====== Passage to read

5. Exhibit B is hereby deleted in its entirety and the following is
inserted in lieu thereof:
A percentage, as the same may be modified from time-to-time, as in effect
on the dates set forth below:
Commencement Date 50.000%
Commencement of Operation
of the Ft. Xxxxxx Greenhouse 31.135%
Consolidation of the Rifle Greenhouse 26.330%
The Second Complete Calendar Quarter
Following the Completion Date of the
Greenhouse Expansion 24.878%
6. Except as expressly amended pursuant to Sections 1 through 5 above,
the terms and conditions of the O&M Agreement are unmodified and remain in full
force and effect.
IN WITNESS WHEREOF, the parties hereto have executed this Amendment as of
the date first above written.
BRUSH GREENHOUSE PARTNERS, a Colorado general
partnership
By: ____________________________
Name: __________________________
Title: _________________________
COLORADO GREENHOUSE LLC, a Colorado limited
liability company
By: ____________________________
Name: __________________________
Title: _________________________
[LETTERHEAD OF COLORADO POWER PARTNERS]
June 6, 1996
The Prudential Insurance Company of America
Pruco Life Insurance Company
Four Gateway Center
000 Xxxxxxxx Xxxxxx
Xxxxxx, Xxx Xxxxxx 00000-0000
Re: Colorado Power Partners; Amended and Restated Construction and Term
Loan Agreement dated as of June 30, 1993
Ladies and Gentlemen:
Reference is made to that certain Amended and Restated Construction and
Term Loan Agreement (the "Loan Agreement") dated as of June 30, 1993 among
Colorado Power Partners ("Borrower"), The Prudential Insurance Company of
America and Pruco Life Insurance Company, and the parties named therein.

============
====== Records shown

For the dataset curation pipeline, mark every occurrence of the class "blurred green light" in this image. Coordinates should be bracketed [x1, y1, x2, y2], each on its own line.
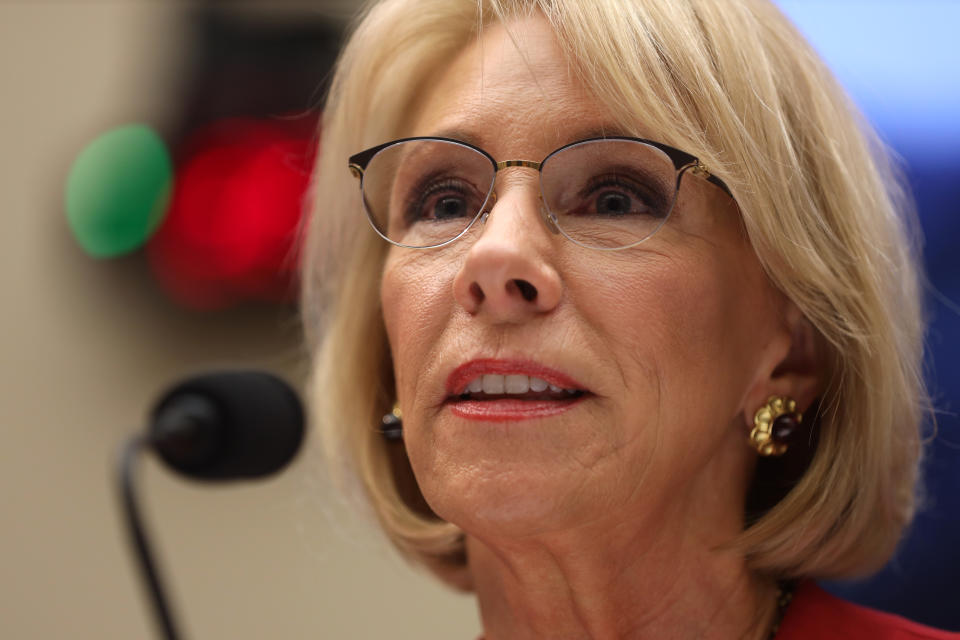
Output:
[66, 124, 173, 258]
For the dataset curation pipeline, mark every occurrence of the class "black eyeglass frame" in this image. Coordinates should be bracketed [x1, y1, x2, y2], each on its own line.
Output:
[347, 136, 733, 251]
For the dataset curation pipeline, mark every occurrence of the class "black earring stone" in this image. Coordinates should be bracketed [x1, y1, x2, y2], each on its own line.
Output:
[380, 413, 403, 442]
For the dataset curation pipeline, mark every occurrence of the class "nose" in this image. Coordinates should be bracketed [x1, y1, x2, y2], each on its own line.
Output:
[453, 174, 563, 323]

============

**Short problem:**
Continue the Colorado Power Partners contract excerpt, starting right after its final sentence.

**Exercise answer:**
Capitalized terms used herein but not otherwise defined shall have the meaning
given to such terms in the Loan Agreement.
Section 8.6 of the Loan Agreement provides in part that Borrower will not,
without the prior written consent of the Lender, agree to any amendment,
supplement or modification of, any Basic Document. Borrower and Brush Greenhouse
Partners ("BGP") desire to enter into the consent letter, in the form of Exhibit
A attached hereto, in favor of Colorado Greenhouse LLC ("CG"). This consent
letter will allow CG to add as an Other Greenhouse that certain greenhouse
located in Rifle, Colorado and used in connection with the American Atlas
project. In connection with the current expansion of the BGP II Greenhouse,
Borrower and BGP also desire to consent to (i) a change in the allocation
percentage under the Greenhouse Operation and Management Agreement (the "O&M
Agreement") dated as of December 29, 1994 between BGP and CG, (ii) a change in
the definition of Reserve Amount in the O&M Agreement, and (iii) an increase in
the primary fee to be paid to Brush Greenhouse Partners II LLC, the lessee of
the BGP II Greenhouse (as defined in the O&M Agreement). Because the
contemplated amendments to the O&M Agreement will result in an amendment to the
Greenhouse Lease, a Basic Document, your consent to such amendments is required.
In addition, your consent to such amendments is also required because, pursuant
to Section 15.5 of the O&M Agreement, the parties thereto have agreed that no
change in the terms or provisions of the O&M Agreement shall be made without
your consent. We also note that the O&M Agreement has been assigned to the
Lender pursuant to that certain Collateral Assignment dated as of December 29,
1994.
The Prudential Insurance Company of America
Pruco Life Insurance Company
June 6, 1996
Page 2
Borrower hereby requests that you consent to the execution of the attached
letter by Borrower and BGP.
Please confirm your agreement to the terms and provisions of this letter
agreement by signing where indicated below.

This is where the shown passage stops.